No, it wasnt hard. Yes it took work and lots of studying, but what do you expect? Conceptually it is not rocket science. Just a lot of info ina short amount of time.
 
It's not hard in terms of difficulty of the material, but it's probably more work than you've ever had before in terms of sheer volume. I'm working my butt off, but the end result is worth it to me. Depends on what your personality is as a student.

One thing I will stress is that you shouldn't come to pod school expecting that you wont have to work hard because it's 'just a DPM degree'. Anyone thinking like that is in for serious disappointment.
 
Agreed. Harder in terms of volume.
 
Hard? Easy? I agree with the other posters - its a lot of work, but the work isn't hard. I didn't study in undergrad and everything seemed hard. Never thought I'd know my microbes or understand cardiac physiology. Now I put in the time and it all makes sense, but it takes time. I've had a number of days where I just knew I couldn't learn anything more that day. Brain full. Start again tomorrow. Here's some observations. Take 'em or leave 'em.

### Supplied material
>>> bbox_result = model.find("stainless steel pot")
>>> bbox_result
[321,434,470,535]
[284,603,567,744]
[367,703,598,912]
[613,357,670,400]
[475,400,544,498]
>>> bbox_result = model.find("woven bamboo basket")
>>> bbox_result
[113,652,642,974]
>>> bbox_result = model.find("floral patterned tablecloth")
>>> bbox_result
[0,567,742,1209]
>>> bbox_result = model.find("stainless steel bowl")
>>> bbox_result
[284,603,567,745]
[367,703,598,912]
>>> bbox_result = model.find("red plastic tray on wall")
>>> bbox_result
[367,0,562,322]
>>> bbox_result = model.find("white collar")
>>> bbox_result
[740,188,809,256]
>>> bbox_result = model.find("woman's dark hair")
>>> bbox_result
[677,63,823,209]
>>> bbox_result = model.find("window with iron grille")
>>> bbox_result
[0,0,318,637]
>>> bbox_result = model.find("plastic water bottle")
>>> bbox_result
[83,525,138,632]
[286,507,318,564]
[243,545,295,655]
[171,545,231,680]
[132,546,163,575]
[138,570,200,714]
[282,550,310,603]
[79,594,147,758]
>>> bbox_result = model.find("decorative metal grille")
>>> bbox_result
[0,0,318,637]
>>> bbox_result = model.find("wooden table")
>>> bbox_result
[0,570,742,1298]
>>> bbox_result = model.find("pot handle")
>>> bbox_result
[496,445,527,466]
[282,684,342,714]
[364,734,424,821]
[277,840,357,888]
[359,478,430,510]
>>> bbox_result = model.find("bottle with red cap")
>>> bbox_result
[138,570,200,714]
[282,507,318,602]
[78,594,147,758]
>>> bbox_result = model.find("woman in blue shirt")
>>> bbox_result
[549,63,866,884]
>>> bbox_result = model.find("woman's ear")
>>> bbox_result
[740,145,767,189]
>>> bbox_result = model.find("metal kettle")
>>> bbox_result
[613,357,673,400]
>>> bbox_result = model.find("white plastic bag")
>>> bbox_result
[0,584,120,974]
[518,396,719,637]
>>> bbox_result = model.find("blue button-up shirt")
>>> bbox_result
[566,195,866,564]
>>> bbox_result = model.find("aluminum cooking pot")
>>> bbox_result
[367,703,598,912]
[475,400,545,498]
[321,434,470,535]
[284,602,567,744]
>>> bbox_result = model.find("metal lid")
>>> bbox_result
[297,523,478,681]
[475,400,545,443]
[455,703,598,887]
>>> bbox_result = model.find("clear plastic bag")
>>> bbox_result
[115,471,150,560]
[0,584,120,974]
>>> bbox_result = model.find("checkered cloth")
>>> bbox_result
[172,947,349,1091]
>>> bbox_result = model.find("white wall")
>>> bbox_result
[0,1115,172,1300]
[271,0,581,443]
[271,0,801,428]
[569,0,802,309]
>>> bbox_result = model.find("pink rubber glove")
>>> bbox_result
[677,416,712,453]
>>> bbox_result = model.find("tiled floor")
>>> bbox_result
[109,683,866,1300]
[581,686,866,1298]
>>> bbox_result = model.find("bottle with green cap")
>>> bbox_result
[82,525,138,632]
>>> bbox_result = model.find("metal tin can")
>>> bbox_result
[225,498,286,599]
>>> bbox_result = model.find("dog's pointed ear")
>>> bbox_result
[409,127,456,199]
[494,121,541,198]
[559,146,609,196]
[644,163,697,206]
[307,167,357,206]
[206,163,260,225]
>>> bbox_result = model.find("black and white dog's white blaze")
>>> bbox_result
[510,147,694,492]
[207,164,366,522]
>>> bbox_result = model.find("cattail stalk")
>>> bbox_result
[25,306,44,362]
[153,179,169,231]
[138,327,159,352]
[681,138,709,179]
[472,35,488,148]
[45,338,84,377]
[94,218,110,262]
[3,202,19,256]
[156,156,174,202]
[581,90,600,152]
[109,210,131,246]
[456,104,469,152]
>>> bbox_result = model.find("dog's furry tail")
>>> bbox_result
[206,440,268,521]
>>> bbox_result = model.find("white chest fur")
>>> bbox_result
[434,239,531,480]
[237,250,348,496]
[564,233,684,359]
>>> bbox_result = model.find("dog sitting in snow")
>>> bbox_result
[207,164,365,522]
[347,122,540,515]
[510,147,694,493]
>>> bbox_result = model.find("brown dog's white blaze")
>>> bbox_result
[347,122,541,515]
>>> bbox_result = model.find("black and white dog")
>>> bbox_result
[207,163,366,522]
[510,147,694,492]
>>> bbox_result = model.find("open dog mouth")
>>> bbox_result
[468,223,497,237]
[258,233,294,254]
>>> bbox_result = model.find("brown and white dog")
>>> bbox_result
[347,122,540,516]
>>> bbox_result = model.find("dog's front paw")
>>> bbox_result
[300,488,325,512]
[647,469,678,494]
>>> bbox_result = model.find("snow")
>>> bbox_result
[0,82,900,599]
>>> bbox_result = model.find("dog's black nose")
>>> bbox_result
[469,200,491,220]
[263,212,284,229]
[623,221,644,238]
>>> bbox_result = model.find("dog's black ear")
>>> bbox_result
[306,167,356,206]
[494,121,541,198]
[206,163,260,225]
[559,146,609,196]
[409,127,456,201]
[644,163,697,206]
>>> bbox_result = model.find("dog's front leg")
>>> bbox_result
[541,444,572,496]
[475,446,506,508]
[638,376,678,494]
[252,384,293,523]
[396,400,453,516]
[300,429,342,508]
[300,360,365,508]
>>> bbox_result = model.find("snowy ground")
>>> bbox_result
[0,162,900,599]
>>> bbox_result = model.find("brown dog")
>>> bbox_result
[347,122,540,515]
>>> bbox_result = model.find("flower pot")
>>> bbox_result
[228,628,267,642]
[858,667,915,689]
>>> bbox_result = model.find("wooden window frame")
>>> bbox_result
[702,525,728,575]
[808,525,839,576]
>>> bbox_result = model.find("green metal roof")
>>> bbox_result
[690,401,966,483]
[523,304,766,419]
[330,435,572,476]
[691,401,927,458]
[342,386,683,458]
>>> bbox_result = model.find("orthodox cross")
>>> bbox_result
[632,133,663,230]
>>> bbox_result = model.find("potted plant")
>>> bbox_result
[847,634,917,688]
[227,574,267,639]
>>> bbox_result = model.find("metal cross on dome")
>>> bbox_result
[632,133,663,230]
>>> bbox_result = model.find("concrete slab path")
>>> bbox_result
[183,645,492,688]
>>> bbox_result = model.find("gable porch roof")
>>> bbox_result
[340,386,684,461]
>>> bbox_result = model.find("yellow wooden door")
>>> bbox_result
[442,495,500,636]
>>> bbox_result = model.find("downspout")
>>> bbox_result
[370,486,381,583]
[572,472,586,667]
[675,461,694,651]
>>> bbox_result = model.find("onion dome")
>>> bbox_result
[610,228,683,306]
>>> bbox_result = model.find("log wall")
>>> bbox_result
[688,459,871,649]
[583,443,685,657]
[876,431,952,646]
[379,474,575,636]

### What the task requires
Pick up the discussion above about whether pod school is hard, continuing directly after its last sentence.

### The answer
There's very little downtime between materials and tests. The last lecture of subject matter being on a Friday and the test being on a Monday starts to feel generous. I've seen smaller increments and I'm very much under the impression that by second year the downtime is smaller still.

Every once in awhile I take a few days off from studying. When I do that I can usually expect myself to fall about 2-4 lectures behind per day.

Some classes are just totally draining. Everyone will feel differently about which class that is. For me it was anatomy.

Some classes will test every week while others build up a lot of material. The buildup classes are the dangerous ones in my opinion.

The quality of my studying has improved exponentially. In hindsight, a lot of first semester looks easy. I have a pretty good idea now of what is a waste of time and the behaviors that slowed me down. I can also pretty consistently predict test questions.

There comes a time when you realize that a great deal of the information is repetitive and because you learned it right the first time you just need a quick read through the second time.

I'm of the opinion that a normal schedule gets results. I go to bed at around the same time everyday. I get up at the same time and try to study between a set of normal hours. I never pull all nighters and go to bed at my normal time before tests. I do get up early on the morning of tests. I'm not into extremes and I'm well aware I can't study 15 hours straight so I need to pick up a few hours everyday.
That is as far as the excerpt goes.